> **WHAT THIS TASK INVOLVES**:
Only the lines from the one containing "job: provide the outline of every instance of the wooden chair" through the final line of the material below should be output, exactly as they stand.

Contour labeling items
***

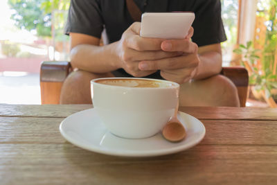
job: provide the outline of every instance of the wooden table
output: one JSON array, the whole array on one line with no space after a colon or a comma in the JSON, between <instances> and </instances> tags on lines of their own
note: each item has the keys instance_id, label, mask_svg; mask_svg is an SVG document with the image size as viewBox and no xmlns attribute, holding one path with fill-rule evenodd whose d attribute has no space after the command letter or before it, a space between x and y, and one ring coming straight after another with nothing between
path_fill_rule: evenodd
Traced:
<instances>
[{"instance_id":1,"label":"wooden table","mask_svg":"<svg viewBox=\"0 0 277 185\"><path fill-rule=\"evenodd\" d=\"M277 184L277 109L180 107L204 140L175 155L103 155L68 143L60 122L91 105L0 105L0 184Z\"/></svg>"}]
</instances>

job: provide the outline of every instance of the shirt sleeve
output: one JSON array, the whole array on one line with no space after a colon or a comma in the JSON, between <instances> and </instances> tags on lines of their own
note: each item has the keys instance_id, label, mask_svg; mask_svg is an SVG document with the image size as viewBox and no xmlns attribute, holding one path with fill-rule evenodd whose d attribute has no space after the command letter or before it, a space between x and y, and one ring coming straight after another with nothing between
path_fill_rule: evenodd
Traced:
<instances>
[{"instance_id":1,"label":"shirt sleeve","mask_svg":"<svg viewBox=\"0 0 277 185\"><path fill-rule=\"evenodd\" d=\"M71 0L65 34L82 33L100 38L103 30L101 8L96 0Z\"/></svg>"},{"instance_id":2,"label":"shirt sleeve","mask_svg":"<svg viewBox=\"0 0 277 185\"><path fill-rule=\"evenodd\" d=\"M220 0L202 0L196 7L192 39L199 46L226 40L221 18Z\"/></svg>"}]
</instances>

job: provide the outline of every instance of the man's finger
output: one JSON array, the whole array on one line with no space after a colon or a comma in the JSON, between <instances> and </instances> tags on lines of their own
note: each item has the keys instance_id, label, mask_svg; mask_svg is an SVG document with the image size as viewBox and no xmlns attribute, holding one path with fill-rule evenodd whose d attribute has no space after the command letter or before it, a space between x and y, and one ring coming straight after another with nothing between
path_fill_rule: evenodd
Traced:
<instances>
[{"instance_id":1,"label":"man's finger","mask_svg":"<svg viewBox=\"0 0 277 185\"><path fill-rule=\"evenodd\" d=\"M142 71L178 69L196 67L198 62L193 55L165 58L157 60L142 61L138 63L138 69Z\"/></svg>"},{"instance_id":2,"label":"man's finger","mask_svg":"<svg viewBox=\"0 0 277 185\"><path fill-rule=\"evenodd\" d=\"M131 26L129 27L128 29L131 30L136 35L139 35L141 32L141 24L140 22L134 22L131 25Z\"/></svg>"},{"instance_id":3,"label":"man's finger","mask_svg":"<svg viewBox=\"0 0 277 185\"><path fill-rule=\"evenodd\" d=\"M190 27L190 28L188 30L188 35L186 35L186 39L190 39L193 35L194 30L194 28Z\"/></svg>"},{"instance_id":4,"label":"man's finger","mask_svg":"<svg viewBox=\"0 0 277 185\"><path fill-rule=\"evenodd\" d=\"M165 40L161 47L165 51L181 51L186 53L193 53L198 50L197 45L188 39Z\"/></svg>"},{"instance_id":5,"label":"man's finger","mask_svg":"<svg viewBox=\"0 0 277 185\"><path fill-rule=\"evenodd\" d=\"M123 56L125 61L157 60L163 58L170 58L180 56L183 53L166 52L163 51L138 51L134 49L128 50Z\"/></svg>"}]
</instances>

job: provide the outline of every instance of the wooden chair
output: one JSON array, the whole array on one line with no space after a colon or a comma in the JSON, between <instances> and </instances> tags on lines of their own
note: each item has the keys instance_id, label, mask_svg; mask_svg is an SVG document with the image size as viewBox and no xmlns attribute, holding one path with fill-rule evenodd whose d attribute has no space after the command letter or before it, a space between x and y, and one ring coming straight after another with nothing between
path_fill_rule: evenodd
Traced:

***

> **TASK RESULT**:
job: provide the outline of every instance of the wooden chair
output: one JSON array, the whole array on one line with no space after a colon or a comma in the JSON, between <instances> and </instances> tags on lines of their own
note: each item has the keys instance_id, label, mask_svg; mask_svg is an SVG document with the image size as viewBox and no xmlns attribute, holding one path with fill-rule evenodd whose d attribute has no space after the command letter or before it, a space between x and y, and one ring coming straight after another with nothing between
path_fill_rule: evenodd
Traced:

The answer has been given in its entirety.